## 목표
아래 데이터 전체를 다시 적되, "Annotation task" 표현을 모두 "Labeling task" 표현으로 바꿔 주세요. 그 밖의 부분은 한 글자도 고치지 마세요.

## 제공 데이터
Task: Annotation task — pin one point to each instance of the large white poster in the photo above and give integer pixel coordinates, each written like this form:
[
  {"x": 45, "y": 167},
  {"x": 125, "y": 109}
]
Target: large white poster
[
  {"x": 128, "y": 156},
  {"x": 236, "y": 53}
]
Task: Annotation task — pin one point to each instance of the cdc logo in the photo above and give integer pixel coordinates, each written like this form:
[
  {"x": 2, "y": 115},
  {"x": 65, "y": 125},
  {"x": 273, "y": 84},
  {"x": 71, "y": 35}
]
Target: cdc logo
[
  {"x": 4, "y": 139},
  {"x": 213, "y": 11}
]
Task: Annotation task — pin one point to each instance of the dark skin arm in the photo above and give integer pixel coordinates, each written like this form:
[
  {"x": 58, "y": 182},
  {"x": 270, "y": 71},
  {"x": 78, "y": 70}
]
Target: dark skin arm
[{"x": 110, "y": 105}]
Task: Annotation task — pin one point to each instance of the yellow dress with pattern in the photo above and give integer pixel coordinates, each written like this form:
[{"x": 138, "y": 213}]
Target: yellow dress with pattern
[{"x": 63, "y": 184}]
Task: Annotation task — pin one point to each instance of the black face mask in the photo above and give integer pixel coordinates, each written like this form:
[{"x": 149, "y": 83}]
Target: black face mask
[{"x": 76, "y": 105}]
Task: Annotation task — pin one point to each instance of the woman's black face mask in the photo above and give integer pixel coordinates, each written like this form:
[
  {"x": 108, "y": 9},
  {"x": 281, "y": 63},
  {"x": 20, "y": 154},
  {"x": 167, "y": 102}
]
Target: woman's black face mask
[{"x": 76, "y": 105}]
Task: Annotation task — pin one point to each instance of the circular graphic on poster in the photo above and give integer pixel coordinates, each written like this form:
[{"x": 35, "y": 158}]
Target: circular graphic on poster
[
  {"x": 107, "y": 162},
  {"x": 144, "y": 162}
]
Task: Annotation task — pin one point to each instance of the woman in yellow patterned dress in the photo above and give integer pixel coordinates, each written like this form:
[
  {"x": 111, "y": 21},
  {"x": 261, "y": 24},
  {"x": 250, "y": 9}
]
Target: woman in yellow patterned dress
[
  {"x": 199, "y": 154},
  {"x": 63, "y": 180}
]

## 과제 답변
Task: Labeling task — pin one point to each instance of the large white poster in the photo above and give integer pixel coordinates, each written like this form:
[
  {"x": 45, "y": 167},
  {"x": 125, "y": 109}
]
Target: large white poster
[
  {"x": 128, "y": 156},
  {"x": 236, "y": 53}
]
Task: Labeling task — pin one point to each instance of the cdc logo in the photo above and give integer pixel coordinates, each written like this form:
[
  {"x": 2, "y": 115},
  {"x": 65, "y": 125},
  {"x": 273, "y": 84},
  {"x": 71, "y": 35}
]
Target: cdc logo
[
  {"x": 4, "y": 139},
  {"x": 213, "y": 11}
]
Task: Labeling task — pin one point to each instance of the dark skin arm in the photo above and give integer pixel coordinates, each written like this form:
[
  {"x": 58, "y": 182},
  {"x": 270, "y": 71},
  {"x": 78, "y": 70}
]
Target: dark skin arm
[{"x": 110, "y": 105}]
Task: Labeling task — pin one point to each instance of the yellow dress with pattern in the photo above and give integer pixel coordinates, each written like this form:
[{"x": 138, "y": 213}]
Target: yellow dress with pattern
[{"x": 63, "y": 184}]
Task: Labeling task — pin one point to each instance of the black face mask in the photo above and give integer pixel coordinates, each written like this form:
[{"x": 149, "y": 83}]
Target: black face mask
[{"x": 76, "y": 105}]
Task: Labeling task — pin one point to each instance of the woman's black face mask in the photo above and give integer pixel coordinates, each written like this form:
[
  {"x": 108, "y": 9},
  {"x": 281, "y": 63},
  {"x": 20, "y": 154},
  {"x": 167, "y": 102}
]
Target: woman's black face mask
[{"x": 76, "y": 105}]
Task: Labeling task — pin one point to each instance of the circular graphic on poster in the photo above and give integer pixel coordinates, each written like this form:
[{"x": 35, "y": 158}]
Target: circular graphic on poster
[
  {"x": 107, "y": 162},
  {"x": 144, "y": 162}
]
Task: Labeling task — pin one point to each instance of the woman in yellow patterned dress in the photo above and give integer pixel coordinates, each written like this form:
[
  {"x": 111, "y": 21},
  {"x": 261, "y": 24},
  {"x": 250, "y": 9}
]
Target: woman in yellow patterned dress
[
  {"x": 199, "y": 154},
  {"x": 63, "y": 180}
]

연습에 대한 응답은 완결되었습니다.